Problem statement
Both the line containing "the garden wall." and the last line of the listing are included: write out exactly the lines from one to the other.

════════════════════

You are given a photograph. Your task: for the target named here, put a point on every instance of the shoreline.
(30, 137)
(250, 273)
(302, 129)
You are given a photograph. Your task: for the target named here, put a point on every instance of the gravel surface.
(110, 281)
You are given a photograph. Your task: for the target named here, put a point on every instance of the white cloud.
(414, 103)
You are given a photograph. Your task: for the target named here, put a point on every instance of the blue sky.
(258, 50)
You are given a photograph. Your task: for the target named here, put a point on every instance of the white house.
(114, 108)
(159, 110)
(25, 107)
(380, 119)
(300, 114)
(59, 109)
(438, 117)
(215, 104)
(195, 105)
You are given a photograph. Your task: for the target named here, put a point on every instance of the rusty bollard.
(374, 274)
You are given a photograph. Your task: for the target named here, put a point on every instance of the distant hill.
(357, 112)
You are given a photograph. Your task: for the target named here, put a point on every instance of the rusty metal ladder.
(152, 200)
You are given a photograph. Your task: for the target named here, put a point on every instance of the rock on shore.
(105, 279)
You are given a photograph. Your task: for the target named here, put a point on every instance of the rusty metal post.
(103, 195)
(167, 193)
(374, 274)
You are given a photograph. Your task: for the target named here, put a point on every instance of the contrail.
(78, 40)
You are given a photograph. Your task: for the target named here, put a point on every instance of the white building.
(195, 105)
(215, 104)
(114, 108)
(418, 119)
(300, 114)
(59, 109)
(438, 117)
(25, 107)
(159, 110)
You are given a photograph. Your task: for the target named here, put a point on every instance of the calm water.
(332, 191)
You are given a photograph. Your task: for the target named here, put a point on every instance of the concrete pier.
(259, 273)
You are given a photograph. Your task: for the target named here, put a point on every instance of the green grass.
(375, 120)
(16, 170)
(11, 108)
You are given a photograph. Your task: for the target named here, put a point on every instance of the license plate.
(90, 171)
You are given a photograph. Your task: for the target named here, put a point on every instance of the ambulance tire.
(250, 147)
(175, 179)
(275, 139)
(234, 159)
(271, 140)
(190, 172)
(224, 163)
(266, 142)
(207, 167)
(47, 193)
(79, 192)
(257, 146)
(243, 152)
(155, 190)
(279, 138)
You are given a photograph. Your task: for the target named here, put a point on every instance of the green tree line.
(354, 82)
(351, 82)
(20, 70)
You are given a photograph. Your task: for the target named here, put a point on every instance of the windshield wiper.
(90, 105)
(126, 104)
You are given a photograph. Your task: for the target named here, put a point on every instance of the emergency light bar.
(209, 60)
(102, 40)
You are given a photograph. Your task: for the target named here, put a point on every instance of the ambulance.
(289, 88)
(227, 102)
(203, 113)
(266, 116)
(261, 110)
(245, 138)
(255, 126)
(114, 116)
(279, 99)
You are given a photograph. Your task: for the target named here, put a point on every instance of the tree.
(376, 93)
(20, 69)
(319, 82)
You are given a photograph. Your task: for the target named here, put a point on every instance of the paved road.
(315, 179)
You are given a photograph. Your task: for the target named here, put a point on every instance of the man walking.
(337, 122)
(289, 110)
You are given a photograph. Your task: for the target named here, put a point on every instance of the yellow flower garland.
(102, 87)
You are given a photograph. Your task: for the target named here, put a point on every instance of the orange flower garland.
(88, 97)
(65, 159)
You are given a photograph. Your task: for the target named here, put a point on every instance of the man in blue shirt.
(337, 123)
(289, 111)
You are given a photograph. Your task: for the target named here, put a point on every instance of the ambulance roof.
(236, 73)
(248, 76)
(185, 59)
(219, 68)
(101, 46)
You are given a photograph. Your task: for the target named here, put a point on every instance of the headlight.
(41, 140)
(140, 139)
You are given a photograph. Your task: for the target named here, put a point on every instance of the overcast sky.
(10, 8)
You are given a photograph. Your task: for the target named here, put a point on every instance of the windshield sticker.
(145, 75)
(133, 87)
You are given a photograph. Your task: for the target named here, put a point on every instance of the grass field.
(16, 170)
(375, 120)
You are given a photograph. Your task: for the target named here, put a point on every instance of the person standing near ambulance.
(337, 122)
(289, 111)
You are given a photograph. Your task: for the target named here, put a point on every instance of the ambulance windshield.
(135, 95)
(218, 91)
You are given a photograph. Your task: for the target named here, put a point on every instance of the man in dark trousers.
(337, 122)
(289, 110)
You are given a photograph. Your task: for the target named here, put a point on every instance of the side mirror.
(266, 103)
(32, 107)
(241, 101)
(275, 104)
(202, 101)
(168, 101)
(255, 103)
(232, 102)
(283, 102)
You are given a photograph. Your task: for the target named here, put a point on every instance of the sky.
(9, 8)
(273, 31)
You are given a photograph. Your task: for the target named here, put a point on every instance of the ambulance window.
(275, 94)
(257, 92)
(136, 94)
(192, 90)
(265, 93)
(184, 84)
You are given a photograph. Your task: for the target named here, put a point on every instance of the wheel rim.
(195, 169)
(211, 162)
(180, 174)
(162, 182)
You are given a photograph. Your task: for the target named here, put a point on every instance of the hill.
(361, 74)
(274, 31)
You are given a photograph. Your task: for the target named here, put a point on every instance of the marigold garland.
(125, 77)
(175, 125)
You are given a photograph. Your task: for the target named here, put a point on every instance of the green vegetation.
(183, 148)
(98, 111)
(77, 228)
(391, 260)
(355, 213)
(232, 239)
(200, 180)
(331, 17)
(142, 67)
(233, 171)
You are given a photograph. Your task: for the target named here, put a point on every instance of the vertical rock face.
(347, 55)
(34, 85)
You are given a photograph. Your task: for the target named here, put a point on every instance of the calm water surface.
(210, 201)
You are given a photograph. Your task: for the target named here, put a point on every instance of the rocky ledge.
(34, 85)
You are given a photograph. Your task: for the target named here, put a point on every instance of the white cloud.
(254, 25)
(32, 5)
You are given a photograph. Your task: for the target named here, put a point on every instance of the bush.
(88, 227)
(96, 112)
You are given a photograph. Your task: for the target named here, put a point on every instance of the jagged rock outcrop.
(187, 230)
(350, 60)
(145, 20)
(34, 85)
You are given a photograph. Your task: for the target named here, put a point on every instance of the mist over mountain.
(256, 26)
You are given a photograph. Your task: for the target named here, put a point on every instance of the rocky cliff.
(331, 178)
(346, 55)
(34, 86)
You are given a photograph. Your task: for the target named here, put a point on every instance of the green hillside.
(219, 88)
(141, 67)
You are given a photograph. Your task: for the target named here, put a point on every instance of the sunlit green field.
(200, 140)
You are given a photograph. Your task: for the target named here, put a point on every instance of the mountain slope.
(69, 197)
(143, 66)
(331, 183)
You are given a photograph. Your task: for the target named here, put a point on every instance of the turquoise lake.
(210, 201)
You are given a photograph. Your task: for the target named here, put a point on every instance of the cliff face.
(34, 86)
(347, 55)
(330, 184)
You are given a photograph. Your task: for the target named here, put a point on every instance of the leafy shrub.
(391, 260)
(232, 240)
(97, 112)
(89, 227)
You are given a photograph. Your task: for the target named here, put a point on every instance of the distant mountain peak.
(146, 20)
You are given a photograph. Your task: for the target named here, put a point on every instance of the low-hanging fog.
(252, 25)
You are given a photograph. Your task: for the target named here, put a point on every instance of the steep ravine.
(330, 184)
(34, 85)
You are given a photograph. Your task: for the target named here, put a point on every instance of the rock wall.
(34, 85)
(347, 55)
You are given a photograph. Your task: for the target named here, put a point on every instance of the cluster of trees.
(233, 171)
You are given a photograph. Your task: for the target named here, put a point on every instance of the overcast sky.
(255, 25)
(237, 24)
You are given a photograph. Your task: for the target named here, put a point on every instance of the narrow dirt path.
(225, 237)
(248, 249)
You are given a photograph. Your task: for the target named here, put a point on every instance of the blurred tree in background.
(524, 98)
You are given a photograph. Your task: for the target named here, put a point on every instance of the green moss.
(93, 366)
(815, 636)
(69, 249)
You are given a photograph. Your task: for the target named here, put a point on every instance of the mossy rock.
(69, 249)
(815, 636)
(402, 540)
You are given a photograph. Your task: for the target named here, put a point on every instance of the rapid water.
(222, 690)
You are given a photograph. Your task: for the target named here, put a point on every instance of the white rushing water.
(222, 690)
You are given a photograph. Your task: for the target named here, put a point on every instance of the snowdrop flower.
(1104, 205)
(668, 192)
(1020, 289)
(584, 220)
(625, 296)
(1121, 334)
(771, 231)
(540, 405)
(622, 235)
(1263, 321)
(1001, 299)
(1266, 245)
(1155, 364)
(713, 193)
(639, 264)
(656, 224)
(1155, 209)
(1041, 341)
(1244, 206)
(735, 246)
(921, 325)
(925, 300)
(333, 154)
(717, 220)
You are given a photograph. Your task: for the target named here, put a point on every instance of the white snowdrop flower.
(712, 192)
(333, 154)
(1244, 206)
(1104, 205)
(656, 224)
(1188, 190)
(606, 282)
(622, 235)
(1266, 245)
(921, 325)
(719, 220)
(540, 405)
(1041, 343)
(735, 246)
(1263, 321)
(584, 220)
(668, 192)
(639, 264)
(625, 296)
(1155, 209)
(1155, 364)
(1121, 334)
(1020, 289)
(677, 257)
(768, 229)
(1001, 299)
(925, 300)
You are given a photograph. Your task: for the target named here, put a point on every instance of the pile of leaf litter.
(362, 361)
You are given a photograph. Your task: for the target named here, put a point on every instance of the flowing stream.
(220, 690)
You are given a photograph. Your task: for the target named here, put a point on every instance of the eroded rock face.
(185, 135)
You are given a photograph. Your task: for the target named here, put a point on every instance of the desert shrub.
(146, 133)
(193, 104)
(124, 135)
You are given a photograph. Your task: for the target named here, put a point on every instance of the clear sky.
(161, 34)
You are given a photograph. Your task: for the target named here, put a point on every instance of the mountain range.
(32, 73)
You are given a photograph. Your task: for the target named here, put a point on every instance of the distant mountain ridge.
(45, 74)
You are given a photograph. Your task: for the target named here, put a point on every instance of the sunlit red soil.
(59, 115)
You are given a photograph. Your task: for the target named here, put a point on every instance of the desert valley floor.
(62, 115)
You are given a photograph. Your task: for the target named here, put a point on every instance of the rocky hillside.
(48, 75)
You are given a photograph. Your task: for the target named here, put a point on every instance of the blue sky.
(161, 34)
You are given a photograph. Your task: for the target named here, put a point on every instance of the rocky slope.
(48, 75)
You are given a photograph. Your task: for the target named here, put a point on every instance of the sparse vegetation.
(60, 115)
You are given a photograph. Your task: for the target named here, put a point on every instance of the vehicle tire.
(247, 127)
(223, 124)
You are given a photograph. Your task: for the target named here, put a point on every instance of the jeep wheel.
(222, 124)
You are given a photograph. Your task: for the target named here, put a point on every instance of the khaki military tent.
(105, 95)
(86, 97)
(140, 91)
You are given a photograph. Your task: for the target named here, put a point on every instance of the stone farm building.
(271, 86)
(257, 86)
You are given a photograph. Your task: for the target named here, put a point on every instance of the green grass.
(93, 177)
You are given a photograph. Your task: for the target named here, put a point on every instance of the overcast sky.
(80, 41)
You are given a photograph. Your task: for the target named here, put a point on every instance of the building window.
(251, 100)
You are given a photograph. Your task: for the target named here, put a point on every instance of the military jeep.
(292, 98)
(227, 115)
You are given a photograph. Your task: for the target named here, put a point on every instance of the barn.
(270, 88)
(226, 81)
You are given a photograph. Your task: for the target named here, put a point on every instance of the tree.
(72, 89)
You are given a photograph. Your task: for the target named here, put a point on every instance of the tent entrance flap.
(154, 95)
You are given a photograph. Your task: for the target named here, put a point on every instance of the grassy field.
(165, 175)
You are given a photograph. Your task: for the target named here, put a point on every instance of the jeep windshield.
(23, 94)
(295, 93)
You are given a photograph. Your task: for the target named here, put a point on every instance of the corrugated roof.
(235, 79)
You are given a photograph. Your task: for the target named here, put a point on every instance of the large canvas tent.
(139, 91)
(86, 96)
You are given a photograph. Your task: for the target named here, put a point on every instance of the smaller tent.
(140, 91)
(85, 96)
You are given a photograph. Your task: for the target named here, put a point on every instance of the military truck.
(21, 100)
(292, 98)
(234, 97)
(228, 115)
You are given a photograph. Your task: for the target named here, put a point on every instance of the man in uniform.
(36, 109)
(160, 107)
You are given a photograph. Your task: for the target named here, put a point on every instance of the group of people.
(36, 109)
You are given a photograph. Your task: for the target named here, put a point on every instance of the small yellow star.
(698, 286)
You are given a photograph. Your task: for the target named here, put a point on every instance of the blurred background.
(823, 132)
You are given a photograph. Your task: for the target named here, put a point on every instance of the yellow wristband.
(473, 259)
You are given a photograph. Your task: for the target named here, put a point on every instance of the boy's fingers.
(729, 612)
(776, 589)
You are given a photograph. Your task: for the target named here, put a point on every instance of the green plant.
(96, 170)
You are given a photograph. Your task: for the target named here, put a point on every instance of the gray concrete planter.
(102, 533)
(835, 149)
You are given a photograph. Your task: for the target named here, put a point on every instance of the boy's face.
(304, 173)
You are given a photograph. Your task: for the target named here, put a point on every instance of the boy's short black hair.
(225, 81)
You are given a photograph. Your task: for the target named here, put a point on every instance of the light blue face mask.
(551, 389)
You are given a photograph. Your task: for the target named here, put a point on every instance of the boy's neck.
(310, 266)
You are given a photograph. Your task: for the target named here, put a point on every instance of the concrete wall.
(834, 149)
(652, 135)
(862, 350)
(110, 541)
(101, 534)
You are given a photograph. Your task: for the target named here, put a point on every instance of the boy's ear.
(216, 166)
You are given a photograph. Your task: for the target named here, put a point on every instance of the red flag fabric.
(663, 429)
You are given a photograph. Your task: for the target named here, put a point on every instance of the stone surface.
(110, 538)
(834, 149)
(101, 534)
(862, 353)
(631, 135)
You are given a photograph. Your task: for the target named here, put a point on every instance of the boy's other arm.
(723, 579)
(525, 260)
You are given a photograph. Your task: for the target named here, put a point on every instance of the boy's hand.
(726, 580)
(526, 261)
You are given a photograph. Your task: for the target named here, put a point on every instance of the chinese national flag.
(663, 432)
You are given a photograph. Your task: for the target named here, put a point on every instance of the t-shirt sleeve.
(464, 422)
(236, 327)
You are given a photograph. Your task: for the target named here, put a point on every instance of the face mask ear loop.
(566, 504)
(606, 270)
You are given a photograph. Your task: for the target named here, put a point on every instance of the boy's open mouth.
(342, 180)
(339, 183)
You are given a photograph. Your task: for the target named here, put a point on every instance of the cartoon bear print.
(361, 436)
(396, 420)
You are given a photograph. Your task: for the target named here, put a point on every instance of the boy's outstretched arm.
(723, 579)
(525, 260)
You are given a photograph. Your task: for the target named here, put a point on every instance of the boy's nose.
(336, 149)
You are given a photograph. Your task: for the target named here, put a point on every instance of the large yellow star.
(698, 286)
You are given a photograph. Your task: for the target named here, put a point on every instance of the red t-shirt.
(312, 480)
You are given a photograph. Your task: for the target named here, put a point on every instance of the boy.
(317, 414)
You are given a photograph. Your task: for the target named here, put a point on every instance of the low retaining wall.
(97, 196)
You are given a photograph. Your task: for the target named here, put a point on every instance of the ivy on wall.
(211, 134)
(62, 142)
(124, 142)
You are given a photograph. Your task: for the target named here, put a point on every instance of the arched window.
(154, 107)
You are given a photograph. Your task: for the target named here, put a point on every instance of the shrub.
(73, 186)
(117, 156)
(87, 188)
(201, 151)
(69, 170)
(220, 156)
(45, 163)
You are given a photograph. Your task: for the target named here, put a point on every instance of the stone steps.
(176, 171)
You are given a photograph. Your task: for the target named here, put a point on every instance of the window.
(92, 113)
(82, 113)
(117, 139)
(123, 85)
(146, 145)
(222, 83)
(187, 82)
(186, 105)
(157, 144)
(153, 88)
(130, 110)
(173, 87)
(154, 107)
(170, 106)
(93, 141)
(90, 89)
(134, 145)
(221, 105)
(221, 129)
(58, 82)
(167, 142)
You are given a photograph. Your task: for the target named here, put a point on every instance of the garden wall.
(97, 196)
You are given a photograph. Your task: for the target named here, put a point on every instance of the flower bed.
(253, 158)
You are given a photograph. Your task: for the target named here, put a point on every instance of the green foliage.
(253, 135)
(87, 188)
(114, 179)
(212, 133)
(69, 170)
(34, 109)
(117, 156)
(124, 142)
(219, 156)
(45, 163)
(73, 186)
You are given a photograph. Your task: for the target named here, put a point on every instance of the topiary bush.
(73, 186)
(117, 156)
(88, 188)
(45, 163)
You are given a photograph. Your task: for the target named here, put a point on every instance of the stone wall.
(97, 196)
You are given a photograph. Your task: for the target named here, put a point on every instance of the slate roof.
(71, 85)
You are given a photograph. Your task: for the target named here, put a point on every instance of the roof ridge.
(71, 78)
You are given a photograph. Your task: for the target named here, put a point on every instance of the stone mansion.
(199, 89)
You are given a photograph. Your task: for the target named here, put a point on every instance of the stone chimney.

════════════════════

Reply to the task
You are given a photograph. Your task: for the target named here, put a point on every instance of the garden wall.
(97, 196)
You are given a photograph. Your task: for the target named here, put a point on every instance of the flower bed.
(253, 158)
You are given a photograph. Your task: for the target named here, put a point on every instance of the green foliage.
(253, 135)
(87, 188)
(114, 179)
(212, 133)
(69, 170)
(34, 109)
(117, 156)
(124, 142)
(219, 156)
(45, 163)
(73, 186)
You are given a photograph. Your task: for the target named here, put a point on every instance of the topiary bush.
(73, 186)
(117, 156)
(88, 188)
(45, 163)
You are given a photograph. Your task: for the target named here, put a point on every instance of the stone wall.
(97, 196)
You are given a photograph. Your task: for the target named here, put a point on every instance of the slate roof.
(71, 85)
You are given a photograph. Your task: for the target named here, put a point on every instance of the roof ridge.
(71, 78)
You are given a photograph. Your task: for the target named here, put a point on every instance of the stone mansion.
(199, 89)
You are given a photograph. Your task: for the target named here, put a point on every instance of the stone chimney.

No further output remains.